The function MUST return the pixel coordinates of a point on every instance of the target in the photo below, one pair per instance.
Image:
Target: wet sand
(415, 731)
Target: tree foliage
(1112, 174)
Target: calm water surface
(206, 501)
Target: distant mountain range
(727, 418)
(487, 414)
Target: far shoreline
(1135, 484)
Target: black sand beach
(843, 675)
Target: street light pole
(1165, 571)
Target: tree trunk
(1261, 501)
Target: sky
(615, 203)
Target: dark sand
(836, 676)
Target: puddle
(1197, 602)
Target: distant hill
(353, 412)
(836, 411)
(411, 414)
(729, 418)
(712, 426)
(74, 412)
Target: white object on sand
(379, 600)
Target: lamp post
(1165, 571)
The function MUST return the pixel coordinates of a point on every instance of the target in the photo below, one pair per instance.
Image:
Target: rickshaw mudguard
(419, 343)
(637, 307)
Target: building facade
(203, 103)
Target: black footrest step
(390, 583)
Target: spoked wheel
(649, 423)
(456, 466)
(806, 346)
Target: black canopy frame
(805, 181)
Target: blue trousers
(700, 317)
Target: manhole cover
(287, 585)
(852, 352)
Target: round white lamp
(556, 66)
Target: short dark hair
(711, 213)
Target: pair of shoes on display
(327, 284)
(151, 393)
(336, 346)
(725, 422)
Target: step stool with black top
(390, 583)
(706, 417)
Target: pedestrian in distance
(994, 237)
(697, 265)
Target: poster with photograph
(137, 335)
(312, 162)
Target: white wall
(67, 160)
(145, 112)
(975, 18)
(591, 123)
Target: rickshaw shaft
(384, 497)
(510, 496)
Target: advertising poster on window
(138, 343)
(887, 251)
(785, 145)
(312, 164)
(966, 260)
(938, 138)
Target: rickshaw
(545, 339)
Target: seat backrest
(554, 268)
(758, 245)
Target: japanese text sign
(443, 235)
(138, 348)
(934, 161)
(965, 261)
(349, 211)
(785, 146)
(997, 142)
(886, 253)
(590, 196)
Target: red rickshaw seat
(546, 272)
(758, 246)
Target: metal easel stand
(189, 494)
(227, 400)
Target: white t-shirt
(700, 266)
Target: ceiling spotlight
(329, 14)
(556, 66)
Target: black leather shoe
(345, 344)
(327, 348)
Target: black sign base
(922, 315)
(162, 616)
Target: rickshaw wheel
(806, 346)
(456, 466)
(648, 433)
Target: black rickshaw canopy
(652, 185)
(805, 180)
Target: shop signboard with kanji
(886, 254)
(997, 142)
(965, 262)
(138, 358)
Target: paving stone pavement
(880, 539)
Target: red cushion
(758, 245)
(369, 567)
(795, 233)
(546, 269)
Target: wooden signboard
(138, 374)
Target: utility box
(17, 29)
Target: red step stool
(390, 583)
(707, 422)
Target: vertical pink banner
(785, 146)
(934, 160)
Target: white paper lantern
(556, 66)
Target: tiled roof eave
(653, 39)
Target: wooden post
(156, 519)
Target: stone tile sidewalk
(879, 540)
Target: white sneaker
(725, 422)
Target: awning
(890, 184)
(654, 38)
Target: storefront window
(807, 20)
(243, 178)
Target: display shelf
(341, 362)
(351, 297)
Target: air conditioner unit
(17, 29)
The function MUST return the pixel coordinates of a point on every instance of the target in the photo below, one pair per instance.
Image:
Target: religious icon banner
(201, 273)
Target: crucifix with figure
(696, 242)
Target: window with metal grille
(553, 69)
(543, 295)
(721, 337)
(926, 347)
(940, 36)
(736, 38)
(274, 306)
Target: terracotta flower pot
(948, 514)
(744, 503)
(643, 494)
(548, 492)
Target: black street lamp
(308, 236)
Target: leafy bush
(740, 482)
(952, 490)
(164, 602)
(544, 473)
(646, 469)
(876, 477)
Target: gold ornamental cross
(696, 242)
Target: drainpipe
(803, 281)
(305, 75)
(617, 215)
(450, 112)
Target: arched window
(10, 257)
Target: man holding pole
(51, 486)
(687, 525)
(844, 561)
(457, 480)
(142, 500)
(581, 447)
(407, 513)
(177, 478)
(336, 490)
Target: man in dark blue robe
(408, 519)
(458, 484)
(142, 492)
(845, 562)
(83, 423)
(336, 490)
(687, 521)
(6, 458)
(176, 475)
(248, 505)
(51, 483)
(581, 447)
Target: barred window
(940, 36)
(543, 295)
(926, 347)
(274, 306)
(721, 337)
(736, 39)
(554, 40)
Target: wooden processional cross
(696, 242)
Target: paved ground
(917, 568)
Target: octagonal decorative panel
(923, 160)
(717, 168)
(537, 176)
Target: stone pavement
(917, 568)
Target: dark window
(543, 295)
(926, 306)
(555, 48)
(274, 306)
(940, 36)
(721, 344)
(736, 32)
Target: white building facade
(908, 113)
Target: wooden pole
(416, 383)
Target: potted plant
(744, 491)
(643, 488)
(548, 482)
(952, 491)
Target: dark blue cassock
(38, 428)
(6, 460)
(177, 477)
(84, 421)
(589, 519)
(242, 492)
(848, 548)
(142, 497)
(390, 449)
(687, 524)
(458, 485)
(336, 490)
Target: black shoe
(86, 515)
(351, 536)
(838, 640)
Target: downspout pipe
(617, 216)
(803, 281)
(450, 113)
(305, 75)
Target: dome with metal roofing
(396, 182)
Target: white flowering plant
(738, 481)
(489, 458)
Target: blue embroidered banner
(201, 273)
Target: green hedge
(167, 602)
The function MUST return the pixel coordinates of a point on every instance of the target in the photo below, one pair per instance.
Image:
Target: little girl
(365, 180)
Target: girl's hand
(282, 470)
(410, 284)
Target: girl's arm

=== About this exercise ===
Print out all the entries precisely as written.

=== Response area ===
The function MUST return the pixel coordinates of a point on every instance of the target in the photo below, one pair per instance.
Image:
Target: wet sand
(415, 731)
Target: tree foliage
(1112, 174)
Target: calm water surface
(206, 501)
Target: distant mountain range
(727, 418)
(487, 414)
Target: far shoreline
(1135, 484)
Target: black sand beach
(843, 675)
Target: street light pole
(1165, 571)
Target: tree trunk
(1261, 501)
Target: sky
(615, 203)
Target: dark sand
(836, 676)
Target: puddle
(1197, 602)
Target: distant hill
(353, 412)
(836, 411)
(411, 414)
(729, 418)
(712, 426)
(74, 412)
Target: white object on sand
(379, 600)
Target: lamp post
(1165, 571)
The function MUST return the pixel coordinates of a point on every instance of the target in the photo below, one pair per instance.
Image:
Target: rickshaw mudguard
(419, 343)
(637, 307)
Target: building facade
(203, 103)
Target: black footrest step
(390, 583)
Target: spoked wheel
(649, 423)
(456, 466)
(806, 346)
Target: black canopy frame
(805, 181)
Target: blue trousers
(700, 317)
Target: manhole cover
(287, 585)
(852, 352)
Target: round white lamp
(556, 66)
Target: short dark hair
(711, 213)
Target: pair of shoes on display
(327, 284)
(151, 393)
(336, 346)
(725, 422)
Target: step stool with black top
(390, 583)
(706, 417)
Target: pedestrian in distance
(994, 237)
(697, 265)
Target: poster with photograph
(137, 335)
(312, 162)
Target: white wall
(67, 160)
(145, 112)
(975, 18)
(591, 123)
Target: rickshaw shaft
(384, 497)
(510, 496)
Target: advertising poster on window
(138, 343)
(887, 251)
(785, 145)
(312, 164)
(966, 260)
(938, 138)
Target: rickshaw
(545, 339)
Target: seat backrest
(554, 268)
(758, 245)
Target: japanese text sign
(443, 235)
(138, 348)
(934, 161)
(965, 261)
(349, 211)
(785, 146)
(997, 142)
(886, 253)
(590, 196)
Target: red rickshaw seat
(546, 272)
(758, 246)
Target: metal easel stand
(189, 494)
(227, 400)
Target: white t-shirt
(700, 266)
Target: ceiling spotlight
(329, 14)
(556, 66)
Target: black leather shoe
(345, 344)
(327, 348)
Target: black sign base
(922, 315)
(162, 616)
Target: rickshaw wheel
(806, 346)
(456, 466)
(648, 433)
Target: black rickshaw canopy
(652, 185)
(805, 180)
Target: shop signboard with kanji
(886, 254)
(997, 142)
(965, 262)
(138, 358)
Target: paving stone pavement
(880, 539)
Target: red cushion
(758, 245)
(369, 567)
(795, 233)
(546, 269)
Target: wooden signboard
(138, 374)
Target: utility box
(17, 29)
Target: red step stool
(390, 583)
(707, 422)
Target: vertical pink banner
(785, 146)
(934, 160)
Target: white paper lantern
(556, 66)
Target: tiled roof eave
(653, 39)
Target: wooden post
(156, 519)
Target: stone tile sidewalk
(879, 540)
Target: white sneaker
(725, 422)
Target: awning
(890, 184)
(654, 38)
Target: storefront window
(807, 20)
(243, 178)
Target: display shelf
(341, 362)
(351, 297)
Target: air conditioner unit
(17, 29)
The function MUST return the pixel coordinates of a point on every instance of the target in the photo below, one pair per instance.
Image:
Target: religious icon banner
(201, 273)
Target: crucifix with figure
(696, 242)
Target: window with metal grille
(553, 69)
(543, 295)
(721, 337)
(926, 347)
(940, 36)
(736, 38)
(274, 306)
Target: terracotta flower pot
(948, 514)
(744, 503)
(643, 494)
(548, 492)
Target: black street lamp
(308, 236)
Target: leafy bush
(740, 482)
(952, 490)
(164, 602)
(544, 473)
(646, 469)
(876, 477)
Target: gold ornamental cross
(696, 242)
Target: drainpipe
(803, 281)
(305, 75)
(617, 215)
(450, 112)
Target: arched window
(10, 257)
Target: man holding pole
(51, 486)
(687, 525)
(844, 561)
(457, 480)
(142, 500)
(581, 447)
(407, 513)
(177, 478)
(336, 490)
Target: man in dark blue robe
(408, 519)
(458, 484)
(142, 492)
(845, 562)
(83, 423)
(336, 490)
(687, 521)
(6, 458)
(176, 475)
(248, 505)
(51, 483)
(581, 447)
Target: barred window
(940, 36)
(543, 295)
(926, 347)
(274, 306)
(721, 337)
(736, 39)
(554, 40)
Target: wooden processional cross
(696, 242)
Target: paved ground
(917, 568)
Target: octagonal decorative panel
(923, 160)
(717, 168)
(537, 176)
Target: stone pavement
(917, 568)
Target: dark window
(543, 295)
(926, 306)
(555, 48)
(274, 306)
(940, 36)
(721, 344)
(736, 32)
Target: white building facade
(908, 113)
Target: wooden pole
(416, 383)
Target: potted plant
(744, 491)
(643, 488)
(548, 482)
(952, 491)
Target: dark blue cassock
(38, 428)
(6, 460)
(177, 477)
(84, 421)
(589, 519)
(242, 492)
(848, 548)
(142, 497)
(390, 449)
(687, 524)
(458, 485)
(336, 490)
Target: black shoe
(86, 515)
(351, 536)
(838, 640)
Target: downspout pipe
(617, 216)
(803, 281)
(450, 113)
(305, 75)
Target: dome with metal roofing
(396, 182)
Target: white flowering plant
(738, 481)
(489, 458)
Target: blue embroidered banner
(201, 273)
Target: green hedge
(167, 602)
The function MUST return the pixel coordinates of a point on every instance of the target in the photo below, one pair per instance.
Image:
Target: little girl
(365, 180)
Target: girl's hand
(282, 470)
(410, 284)
Target: girl's arm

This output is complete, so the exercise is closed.